§ **PROVIDED PASSAGE**:
════════
January 5, 2022
The Build Back Better spending bill would, as currently written, provide Medicare coverage for hearing aids for the first time. Some might find it incomprehensible that Medicare hasn’t provided this coverage before now, given that about half of all Americans over 60 have some degree of hearing loss.
There is no guarantee, of course, that this controversial legislation is going to come to fruition, but there is another effort underway to make hearing aids more accessible and affordable. The U.S. Food and Drug Administration has issued proposed regulations that would allow hearing aids to be sold over-the-counter to adults with mild-to-moderate hearing loss without involvement from trained hearing care professionals.
This is a welcome step, particularly for seniors of modest financial means, to providing increased access and making hearing aids more affordable. However, serious questions must be asked as to whether consumers would be at risk of experiencing increased hearing loss as a result of using an over-the-counter (OTC) hearing aid governed by these rules.
════════
§ **INFORMATION GIVEN**:

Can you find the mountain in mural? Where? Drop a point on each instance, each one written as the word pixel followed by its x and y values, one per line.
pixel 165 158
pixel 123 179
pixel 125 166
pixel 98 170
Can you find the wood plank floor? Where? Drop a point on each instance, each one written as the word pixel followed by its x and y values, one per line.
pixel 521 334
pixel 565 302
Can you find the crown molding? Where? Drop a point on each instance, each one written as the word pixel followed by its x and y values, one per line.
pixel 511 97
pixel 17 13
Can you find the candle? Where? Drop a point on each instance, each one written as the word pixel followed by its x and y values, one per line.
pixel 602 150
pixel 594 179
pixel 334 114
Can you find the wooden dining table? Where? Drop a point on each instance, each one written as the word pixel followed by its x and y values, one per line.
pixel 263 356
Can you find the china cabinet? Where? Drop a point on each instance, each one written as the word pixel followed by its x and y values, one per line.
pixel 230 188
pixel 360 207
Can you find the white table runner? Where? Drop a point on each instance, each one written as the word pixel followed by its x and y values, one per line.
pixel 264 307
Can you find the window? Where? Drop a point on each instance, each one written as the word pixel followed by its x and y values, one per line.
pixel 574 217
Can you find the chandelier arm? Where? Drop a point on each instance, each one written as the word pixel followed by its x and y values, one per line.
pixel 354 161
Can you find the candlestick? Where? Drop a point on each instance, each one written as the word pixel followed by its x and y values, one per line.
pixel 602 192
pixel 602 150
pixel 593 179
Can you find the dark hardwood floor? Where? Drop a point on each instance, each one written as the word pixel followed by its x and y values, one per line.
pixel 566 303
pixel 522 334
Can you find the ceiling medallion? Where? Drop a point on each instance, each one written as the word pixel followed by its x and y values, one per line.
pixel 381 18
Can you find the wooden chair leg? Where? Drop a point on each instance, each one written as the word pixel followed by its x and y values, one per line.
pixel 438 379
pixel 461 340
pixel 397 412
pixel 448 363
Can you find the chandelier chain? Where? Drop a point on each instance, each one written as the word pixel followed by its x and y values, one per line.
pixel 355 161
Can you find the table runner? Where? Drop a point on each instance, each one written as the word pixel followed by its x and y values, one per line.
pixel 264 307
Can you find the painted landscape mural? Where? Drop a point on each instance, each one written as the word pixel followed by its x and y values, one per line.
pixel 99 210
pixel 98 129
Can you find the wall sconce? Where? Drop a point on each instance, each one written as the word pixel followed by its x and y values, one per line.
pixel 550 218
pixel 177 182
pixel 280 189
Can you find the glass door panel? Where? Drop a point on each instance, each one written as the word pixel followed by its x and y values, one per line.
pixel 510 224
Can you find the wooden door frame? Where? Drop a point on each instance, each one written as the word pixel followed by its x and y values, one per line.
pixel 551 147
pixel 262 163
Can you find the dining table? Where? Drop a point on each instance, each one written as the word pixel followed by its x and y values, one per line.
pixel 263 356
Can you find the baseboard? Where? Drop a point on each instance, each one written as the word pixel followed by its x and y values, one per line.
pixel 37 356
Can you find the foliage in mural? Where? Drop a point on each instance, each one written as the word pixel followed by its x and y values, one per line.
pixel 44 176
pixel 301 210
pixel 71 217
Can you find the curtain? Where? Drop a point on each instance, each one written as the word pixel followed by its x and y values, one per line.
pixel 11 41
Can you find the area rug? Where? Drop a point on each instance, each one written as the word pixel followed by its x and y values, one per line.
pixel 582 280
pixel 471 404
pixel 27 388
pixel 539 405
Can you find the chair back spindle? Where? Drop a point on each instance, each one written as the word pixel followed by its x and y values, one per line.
════════
§ **EXERCISES TO COMPLETE**:
1/ List every name of a bill, program, or government agency that the hearing aid passage mentions.
2/ Rewrite the stretch of the hearing aid passage from "There is no" through "hearing care professionals.", substituting "bill" for "legislation".

§ **ANSWERS TO THE TASKS**:
1/ Build Back Better, Medicare, U.S. Food and Drug Administration

2/
There is no guarantee, of course, that this controversial bill is going to come to fruition, but there is another effort underway to make hearing aids more accessible and affordable. The U.S. Food and Drug Administration has issued proposed regulations that would allow hearing aids to be sold over-the-counter to adults with mild-to-moderate hearing loss without involvement from trained hearing care professionals.